§ **WHAT IS BEING ASKED**
The entries below contain a stretch that opens with the line containing "positive clicks: (272, 544)" and closes with the line containing "551L274 548V541L266 540L258"; set down that stretch exactly, both ends included, and nothing else.

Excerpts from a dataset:
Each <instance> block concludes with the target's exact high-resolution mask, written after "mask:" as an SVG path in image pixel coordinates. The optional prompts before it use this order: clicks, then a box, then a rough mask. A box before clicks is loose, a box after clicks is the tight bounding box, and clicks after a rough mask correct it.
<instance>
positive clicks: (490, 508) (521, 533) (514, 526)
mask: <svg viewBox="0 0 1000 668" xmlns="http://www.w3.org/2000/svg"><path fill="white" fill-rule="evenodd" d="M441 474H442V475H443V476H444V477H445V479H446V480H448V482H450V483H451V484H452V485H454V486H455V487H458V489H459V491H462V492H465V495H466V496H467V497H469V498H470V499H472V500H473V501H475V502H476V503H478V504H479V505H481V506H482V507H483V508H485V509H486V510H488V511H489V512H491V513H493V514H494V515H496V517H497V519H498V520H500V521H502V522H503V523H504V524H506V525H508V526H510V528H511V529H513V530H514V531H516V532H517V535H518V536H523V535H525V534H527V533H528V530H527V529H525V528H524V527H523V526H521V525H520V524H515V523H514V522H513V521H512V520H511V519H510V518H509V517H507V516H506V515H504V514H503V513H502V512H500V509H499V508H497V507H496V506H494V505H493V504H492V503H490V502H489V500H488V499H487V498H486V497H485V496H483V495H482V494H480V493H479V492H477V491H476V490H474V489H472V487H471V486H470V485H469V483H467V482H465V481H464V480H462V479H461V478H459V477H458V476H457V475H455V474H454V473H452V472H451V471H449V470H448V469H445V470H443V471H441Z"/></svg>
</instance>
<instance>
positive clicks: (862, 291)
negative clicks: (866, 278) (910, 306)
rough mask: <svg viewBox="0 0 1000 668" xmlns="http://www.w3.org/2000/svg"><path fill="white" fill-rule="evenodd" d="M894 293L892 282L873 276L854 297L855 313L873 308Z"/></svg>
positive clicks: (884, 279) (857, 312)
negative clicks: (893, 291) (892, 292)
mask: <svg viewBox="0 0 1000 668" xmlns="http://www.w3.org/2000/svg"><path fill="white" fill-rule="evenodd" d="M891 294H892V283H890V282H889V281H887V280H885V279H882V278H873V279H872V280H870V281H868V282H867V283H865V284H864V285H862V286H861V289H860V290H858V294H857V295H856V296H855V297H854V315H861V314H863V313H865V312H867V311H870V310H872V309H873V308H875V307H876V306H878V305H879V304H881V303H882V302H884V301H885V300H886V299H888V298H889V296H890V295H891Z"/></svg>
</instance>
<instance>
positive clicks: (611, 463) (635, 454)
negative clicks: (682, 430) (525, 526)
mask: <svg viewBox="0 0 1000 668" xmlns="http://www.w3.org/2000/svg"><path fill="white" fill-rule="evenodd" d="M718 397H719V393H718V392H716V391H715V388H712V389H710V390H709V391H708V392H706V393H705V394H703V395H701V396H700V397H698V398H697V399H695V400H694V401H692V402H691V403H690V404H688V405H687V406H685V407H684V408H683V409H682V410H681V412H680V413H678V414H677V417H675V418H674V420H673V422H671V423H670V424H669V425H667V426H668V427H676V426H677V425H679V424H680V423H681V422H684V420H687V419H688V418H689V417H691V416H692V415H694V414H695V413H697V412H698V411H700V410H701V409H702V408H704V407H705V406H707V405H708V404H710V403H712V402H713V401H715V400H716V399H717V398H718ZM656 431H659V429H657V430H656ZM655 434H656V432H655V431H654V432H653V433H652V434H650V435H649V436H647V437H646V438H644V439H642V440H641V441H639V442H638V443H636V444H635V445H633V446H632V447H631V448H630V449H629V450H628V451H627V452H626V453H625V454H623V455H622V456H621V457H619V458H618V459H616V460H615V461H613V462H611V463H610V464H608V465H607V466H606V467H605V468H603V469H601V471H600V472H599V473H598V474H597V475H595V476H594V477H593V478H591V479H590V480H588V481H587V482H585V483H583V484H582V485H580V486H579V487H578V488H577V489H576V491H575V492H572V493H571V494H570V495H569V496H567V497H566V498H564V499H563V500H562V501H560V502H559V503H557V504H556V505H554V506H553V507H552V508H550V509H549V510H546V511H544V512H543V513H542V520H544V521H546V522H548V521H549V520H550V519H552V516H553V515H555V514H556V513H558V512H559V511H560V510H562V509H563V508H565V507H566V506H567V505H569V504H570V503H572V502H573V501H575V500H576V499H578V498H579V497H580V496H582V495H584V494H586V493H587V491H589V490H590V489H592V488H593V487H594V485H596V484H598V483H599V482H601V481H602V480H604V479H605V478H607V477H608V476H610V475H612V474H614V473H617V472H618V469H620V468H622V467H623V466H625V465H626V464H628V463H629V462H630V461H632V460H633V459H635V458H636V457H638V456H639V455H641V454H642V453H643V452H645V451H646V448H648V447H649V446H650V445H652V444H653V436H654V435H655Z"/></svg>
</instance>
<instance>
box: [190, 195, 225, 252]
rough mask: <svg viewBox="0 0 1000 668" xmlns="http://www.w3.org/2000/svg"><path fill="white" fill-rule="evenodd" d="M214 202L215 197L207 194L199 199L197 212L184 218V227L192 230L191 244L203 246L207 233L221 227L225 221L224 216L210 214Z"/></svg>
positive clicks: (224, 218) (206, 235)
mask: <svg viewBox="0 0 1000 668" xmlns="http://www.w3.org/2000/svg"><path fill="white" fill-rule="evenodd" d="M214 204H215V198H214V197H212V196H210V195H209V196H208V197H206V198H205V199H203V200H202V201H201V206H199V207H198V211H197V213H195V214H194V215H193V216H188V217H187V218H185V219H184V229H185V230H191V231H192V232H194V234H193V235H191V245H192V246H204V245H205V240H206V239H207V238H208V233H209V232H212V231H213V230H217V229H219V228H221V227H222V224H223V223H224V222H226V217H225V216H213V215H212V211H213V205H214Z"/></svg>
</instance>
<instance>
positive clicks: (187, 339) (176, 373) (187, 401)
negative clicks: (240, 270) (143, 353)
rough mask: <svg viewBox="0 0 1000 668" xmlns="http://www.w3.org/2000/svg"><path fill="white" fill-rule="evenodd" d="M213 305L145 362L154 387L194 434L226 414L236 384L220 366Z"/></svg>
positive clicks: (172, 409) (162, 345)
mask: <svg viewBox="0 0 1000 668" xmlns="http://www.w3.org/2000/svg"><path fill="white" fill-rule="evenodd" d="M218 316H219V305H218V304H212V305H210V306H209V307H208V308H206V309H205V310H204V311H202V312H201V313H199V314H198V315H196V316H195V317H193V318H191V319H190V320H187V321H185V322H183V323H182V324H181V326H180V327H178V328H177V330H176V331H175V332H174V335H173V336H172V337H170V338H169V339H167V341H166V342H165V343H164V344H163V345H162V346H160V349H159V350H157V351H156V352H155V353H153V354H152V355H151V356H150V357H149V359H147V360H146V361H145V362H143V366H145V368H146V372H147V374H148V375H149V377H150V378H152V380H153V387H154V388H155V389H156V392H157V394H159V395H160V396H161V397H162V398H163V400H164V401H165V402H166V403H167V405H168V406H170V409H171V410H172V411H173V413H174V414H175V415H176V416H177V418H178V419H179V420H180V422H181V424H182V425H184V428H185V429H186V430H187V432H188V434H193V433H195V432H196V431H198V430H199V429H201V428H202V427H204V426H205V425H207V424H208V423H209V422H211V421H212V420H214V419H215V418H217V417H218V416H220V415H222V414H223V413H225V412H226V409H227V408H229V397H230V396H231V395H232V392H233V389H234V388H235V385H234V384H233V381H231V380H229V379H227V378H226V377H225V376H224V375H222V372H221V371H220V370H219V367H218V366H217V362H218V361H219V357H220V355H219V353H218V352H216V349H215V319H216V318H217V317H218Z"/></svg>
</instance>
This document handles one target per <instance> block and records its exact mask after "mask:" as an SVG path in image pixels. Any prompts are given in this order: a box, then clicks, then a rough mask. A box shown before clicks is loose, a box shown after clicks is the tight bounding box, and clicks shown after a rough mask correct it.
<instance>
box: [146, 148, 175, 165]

--

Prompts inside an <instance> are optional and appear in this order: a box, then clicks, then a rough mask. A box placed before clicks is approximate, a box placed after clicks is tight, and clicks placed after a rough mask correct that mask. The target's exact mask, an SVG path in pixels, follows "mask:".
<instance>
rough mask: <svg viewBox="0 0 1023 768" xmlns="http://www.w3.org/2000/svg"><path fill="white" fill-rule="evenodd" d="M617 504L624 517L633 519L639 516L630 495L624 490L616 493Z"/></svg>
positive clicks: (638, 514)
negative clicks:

--

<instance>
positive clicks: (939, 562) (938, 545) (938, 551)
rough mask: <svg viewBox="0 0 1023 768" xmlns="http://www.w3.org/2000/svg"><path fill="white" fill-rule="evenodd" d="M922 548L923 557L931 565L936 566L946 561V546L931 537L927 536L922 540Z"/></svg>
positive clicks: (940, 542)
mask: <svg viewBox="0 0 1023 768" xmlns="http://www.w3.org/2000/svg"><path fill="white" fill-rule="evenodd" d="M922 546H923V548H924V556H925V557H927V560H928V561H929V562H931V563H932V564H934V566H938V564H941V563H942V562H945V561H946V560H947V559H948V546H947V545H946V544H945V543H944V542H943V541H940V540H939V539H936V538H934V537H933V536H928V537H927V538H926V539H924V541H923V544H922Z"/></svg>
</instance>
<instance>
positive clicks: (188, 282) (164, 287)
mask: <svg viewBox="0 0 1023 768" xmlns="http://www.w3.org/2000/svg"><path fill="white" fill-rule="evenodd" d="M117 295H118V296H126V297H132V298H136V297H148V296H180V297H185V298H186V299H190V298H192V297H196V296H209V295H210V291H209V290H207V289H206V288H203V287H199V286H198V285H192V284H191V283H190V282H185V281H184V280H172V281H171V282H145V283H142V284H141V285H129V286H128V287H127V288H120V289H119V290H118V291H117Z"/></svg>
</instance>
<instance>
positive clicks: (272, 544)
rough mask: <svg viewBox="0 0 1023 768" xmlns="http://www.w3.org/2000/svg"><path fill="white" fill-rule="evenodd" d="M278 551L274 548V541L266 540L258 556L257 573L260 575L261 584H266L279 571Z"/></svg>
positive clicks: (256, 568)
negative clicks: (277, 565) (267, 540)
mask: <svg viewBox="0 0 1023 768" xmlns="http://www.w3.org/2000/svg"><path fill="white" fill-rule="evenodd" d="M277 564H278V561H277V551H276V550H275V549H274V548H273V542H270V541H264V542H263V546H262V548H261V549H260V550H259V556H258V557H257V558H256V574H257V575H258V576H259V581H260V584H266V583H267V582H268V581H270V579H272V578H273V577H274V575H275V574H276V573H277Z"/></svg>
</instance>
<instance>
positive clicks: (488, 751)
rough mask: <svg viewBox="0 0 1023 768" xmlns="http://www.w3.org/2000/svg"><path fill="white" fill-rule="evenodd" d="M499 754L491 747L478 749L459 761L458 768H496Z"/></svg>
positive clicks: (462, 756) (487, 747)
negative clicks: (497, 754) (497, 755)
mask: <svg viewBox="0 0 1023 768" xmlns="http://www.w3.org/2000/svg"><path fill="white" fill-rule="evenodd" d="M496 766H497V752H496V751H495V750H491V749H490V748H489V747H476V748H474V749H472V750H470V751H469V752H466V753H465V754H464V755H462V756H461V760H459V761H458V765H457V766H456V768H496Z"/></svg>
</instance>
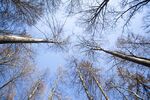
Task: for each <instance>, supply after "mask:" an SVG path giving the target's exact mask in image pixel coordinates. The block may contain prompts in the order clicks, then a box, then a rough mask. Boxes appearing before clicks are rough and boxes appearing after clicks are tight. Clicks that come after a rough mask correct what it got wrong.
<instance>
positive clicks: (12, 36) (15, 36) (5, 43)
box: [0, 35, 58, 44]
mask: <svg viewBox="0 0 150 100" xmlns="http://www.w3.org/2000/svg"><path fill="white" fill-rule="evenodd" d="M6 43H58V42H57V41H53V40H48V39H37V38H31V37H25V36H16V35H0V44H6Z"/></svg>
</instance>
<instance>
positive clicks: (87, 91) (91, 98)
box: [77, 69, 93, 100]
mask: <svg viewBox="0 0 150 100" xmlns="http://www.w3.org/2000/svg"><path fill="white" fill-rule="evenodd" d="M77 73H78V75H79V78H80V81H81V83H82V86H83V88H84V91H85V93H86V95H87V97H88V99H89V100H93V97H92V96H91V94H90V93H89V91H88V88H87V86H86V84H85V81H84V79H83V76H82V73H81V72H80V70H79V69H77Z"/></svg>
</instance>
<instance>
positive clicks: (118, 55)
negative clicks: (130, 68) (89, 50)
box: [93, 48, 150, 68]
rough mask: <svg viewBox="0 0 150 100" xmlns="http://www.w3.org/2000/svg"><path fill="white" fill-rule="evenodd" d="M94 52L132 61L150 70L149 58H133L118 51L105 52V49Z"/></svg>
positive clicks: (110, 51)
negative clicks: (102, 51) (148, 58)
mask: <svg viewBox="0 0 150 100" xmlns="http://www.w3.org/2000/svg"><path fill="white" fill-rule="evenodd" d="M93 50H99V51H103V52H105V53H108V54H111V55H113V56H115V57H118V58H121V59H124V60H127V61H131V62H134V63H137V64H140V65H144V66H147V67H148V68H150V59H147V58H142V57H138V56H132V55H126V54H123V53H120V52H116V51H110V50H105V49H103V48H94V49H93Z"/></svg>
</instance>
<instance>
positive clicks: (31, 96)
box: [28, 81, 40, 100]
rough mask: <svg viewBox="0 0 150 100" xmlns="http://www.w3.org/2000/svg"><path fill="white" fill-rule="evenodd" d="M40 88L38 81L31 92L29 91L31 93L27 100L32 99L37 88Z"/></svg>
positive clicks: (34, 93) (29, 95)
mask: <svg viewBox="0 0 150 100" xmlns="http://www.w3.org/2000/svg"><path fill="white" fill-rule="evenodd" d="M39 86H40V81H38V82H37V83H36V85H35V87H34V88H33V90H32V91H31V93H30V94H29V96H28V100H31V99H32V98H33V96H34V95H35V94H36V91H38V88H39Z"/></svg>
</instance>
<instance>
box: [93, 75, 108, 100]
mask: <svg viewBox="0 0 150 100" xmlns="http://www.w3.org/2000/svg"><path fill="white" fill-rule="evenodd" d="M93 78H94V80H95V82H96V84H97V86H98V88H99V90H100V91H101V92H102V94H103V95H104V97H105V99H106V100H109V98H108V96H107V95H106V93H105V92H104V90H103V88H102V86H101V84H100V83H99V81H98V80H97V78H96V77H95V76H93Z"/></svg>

§ **RESPONSE**
positive clicks: (272, 544)
rough mask: <svg viewBox="0 0 1023 768" xmlns="http://www.w3.org/2000/svg"><path fill="white" fill-rule="evenodd" d="M278 551L274 548V541L266 540L258 556L257 573L260 575L261 584H266L279 571Z"/></svg>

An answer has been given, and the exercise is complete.